_Collected data_
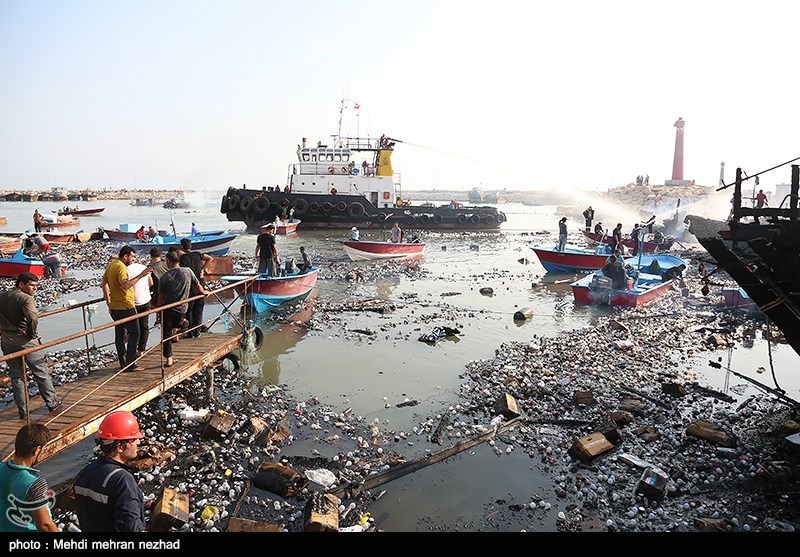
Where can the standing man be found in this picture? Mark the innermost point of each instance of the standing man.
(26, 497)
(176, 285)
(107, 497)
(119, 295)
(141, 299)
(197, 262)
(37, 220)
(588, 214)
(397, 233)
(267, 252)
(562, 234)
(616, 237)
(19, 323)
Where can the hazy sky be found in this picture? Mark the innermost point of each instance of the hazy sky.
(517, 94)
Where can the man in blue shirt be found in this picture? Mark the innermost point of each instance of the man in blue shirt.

---

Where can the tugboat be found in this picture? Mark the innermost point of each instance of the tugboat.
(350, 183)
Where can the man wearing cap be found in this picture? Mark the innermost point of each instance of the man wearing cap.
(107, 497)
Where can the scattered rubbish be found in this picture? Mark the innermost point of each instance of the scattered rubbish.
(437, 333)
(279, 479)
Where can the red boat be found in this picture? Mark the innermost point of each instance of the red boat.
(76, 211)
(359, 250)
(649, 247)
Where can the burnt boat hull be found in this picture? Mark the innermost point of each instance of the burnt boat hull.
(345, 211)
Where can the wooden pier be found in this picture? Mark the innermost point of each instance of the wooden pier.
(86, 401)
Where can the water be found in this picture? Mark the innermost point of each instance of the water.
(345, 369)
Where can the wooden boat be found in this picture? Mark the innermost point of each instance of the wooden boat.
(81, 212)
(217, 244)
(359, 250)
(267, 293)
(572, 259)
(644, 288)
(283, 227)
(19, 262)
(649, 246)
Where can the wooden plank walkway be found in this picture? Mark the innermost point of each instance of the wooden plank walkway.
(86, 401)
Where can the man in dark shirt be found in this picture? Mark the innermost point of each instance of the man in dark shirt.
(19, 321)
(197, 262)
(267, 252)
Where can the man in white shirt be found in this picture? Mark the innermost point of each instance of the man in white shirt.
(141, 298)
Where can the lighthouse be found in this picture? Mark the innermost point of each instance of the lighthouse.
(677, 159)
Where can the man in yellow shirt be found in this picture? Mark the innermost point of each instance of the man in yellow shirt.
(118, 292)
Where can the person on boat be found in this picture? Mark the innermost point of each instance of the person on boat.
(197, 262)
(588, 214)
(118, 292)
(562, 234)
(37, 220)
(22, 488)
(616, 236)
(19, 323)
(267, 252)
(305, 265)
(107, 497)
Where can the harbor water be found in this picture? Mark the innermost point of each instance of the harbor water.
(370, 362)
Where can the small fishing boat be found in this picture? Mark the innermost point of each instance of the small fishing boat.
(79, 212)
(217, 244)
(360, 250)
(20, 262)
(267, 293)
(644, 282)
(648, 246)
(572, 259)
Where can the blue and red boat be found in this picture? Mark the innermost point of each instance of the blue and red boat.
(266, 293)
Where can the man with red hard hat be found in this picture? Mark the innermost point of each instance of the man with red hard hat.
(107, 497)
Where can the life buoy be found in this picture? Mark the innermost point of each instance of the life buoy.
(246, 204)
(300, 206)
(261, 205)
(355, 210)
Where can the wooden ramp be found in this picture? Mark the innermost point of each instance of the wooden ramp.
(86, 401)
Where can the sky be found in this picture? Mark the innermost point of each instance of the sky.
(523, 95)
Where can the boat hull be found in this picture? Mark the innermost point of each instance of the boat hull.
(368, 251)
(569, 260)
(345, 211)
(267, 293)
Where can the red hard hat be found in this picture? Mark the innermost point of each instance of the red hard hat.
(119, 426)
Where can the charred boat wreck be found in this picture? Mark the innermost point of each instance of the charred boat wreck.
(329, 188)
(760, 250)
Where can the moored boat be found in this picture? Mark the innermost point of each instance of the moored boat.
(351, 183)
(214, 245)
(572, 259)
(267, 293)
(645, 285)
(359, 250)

_Task objective_
Of the entries listed above, reproduce only the lines starting at the line containing "Where can the standing" and ending at the line containing "Where can the man in blue". Include both, exactly as they stand.

_Output of the exercise_
Where can the standing man be found in this picture? Mark the innermost point of each instance of the standing man.
(26, 497)
(176, 285)
(107, 497)
(119, 295)
(141, 299)
(197, 262)
(37, 220)
(588, 214)
(397, 233)
(267, 252)
(562, 234)
(616, 237)
(19, 323)
Where can the hazy sky be found in this picture? Mark the innermost point of each instance of the hazy sky.
(517, 94)
Where can the man in blue shirt be found in this picture? Mark the innermost point of each instance of the man in blue shirt.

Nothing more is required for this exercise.